- **INSTRUCTIONS TO FOLLOW**
Output each line of the data below exactly, omitting any image.

--- START ---

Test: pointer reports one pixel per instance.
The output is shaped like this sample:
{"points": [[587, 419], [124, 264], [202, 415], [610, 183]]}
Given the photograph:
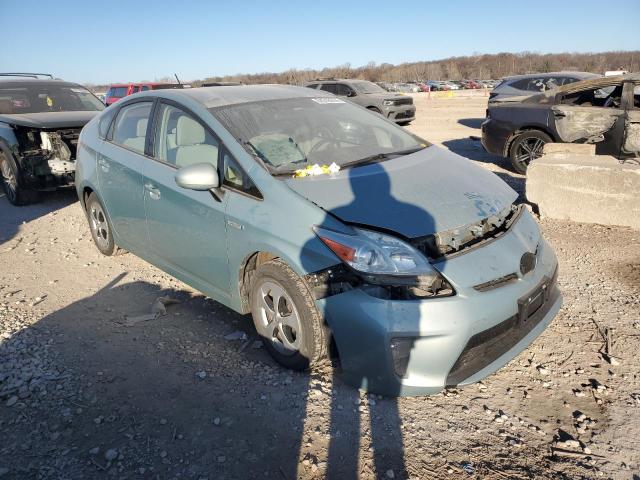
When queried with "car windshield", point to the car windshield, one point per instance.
{"points": [[295, 133], [368, 87], [47, 98]]}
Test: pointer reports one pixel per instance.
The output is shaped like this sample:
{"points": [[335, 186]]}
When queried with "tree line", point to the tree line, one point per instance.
{"points": [[476, 66]]}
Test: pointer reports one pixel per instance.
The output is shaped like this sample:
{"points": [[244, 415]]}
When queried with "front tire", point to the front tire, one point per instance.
{"points": [[286, 317], [100, 226], [11, 182], [527, 147]]}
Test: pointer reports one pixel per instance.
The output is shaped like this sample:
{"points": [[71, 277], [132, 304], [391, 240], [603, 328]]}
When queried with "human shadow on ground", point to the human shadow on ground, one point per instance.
{"points": [[170, 395], [11, 217], [362, 341]]}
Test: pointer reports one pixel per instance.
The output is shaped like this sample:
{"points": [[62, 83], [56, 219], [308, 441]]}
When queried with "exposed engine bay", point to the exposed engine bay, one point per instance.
{"points": [[450, 242], [48, 156]]}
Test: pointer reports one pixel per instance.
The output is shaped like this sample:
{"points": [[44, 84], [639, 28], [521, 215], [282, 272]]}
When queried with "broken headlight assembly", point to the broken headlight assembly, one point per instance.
{"points": [[388, 267]]}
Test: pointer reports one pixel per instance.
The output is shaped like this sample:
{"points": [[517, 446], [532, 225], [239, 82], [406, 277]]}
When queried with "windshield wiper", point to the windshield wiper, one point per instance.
{"points": [[378, 157]]}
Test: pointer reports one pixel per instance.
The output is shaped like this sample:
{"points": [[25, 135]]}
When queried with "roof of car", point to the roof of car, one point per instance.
{"points": [[25, 81], [580, 75], [230, 95]]}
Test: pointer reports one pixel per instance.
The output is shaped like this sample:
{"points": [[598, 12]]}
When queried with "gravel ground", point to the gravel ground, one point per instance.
{"points": [[88, 389]]}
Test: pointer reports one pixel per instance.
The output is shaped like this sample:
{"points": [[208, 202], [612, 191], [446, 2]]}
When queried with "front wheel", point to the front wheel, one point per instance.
{"points": [[527, 147], [285, 316], [16, 193]]}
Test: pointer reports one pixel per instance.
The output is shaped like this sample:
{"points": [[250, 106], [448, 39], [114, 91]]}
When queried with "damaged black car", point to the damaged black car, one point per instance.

--- END ---

- **RESULT FOR THIS EXERCISE**
Test: pointer reports one pixel per instance.
The output is shaped like this sample:
{"points": [[587, 419], [124, 264], [202, 415], [610, 183]]}
Given the photograph:
When queried with "car windshield", point to the car windshield, one point per instance.
{"points": [[295, 133], [368, 87], [47, 98]]}
Test: pointer reports one pixel per instance.
The output is shaped like this sample:
{"points": [[335, 186]]}
When queried with "tree line", point to the tree line, one point per instance.
{"points": [[476, 66]]}
Test: pointer reports one pixel per instance.
The output is shaped like this sample:
{"points": [[244, 415]]}
When queried with "front tire", point to the front tire, one point per instance.
{"points": [[286, 317], [100, 226], [11, 182], [527, 147]]}
Test: pointer reports one pixel per instance.
The output is shaped like this sample:
{"points": [[71, 277], [132, 304], [391, 240], [603, 328]]}
When queried with "human shadow on ground", point to the human shadow on ground, one point per instance.
{"points": [[170, 395], [11, 217], [362, 341]]}
Test: pointer reports one pixel per instance.
The output is shaped like this sample:
{"points": [[62, 83], [56, 219], [308, 441]]}
When queried with "exposed engine bay", point to the exposed engine bay, one point per instance.
{"points": [[450, 242], [48, 156]]}
Test: pointer reports one pixel per instance.
The output is shaped like this sample:
{"points": [[44, 84], [639, 28], [521, 215], [282, 272]]}
When queried with "broken headlight assembly", point to the broken headlight assembly, one point per instance.
{"points": [[388, 267]]}
Test: pointer reports one pixel per instance.
The output is shaped like this sample:
{"points": [[517, 446], [532, 225], [239, 82], [406, 277]]}
When queried with "windshield wiper", point to the windshield wiper, one point per instance.
{"points": [[378, 157]]}
Test: pointer reports one pixel per instance.
The output is shaped like this sample:
{"points": [[25, 135]]}
When queried with "roof of car", point to the roof of car, one point per instance.
{"points": [[25, 81], [580, 75], [230, 95]]}
Test: pointer reports one pixel per instance.
The output is shaped like this sample:
{"points": [[598, 12]]}
When queried with "gravel ground", point to the gravel ground, one point per instance.
{"points": [[88, 389]]}
Test: pointer reports one pixel per instance.
The output is shaped like this sample:
{"points": [[208, 202], [612, 191], [446, 2]]}
When queried with "front wheel", point to the front wheel, one point per instance.
{"points": [[527, 147], [285, 316], [16, 193]]}
Test: pointer reports one pixel per instance.
The output is shaped like this sample:
{"points": [[250, 106], [448, 39], [114, 91]]}
When queried with "damaged black car", point to the damaged black car, one point per instance.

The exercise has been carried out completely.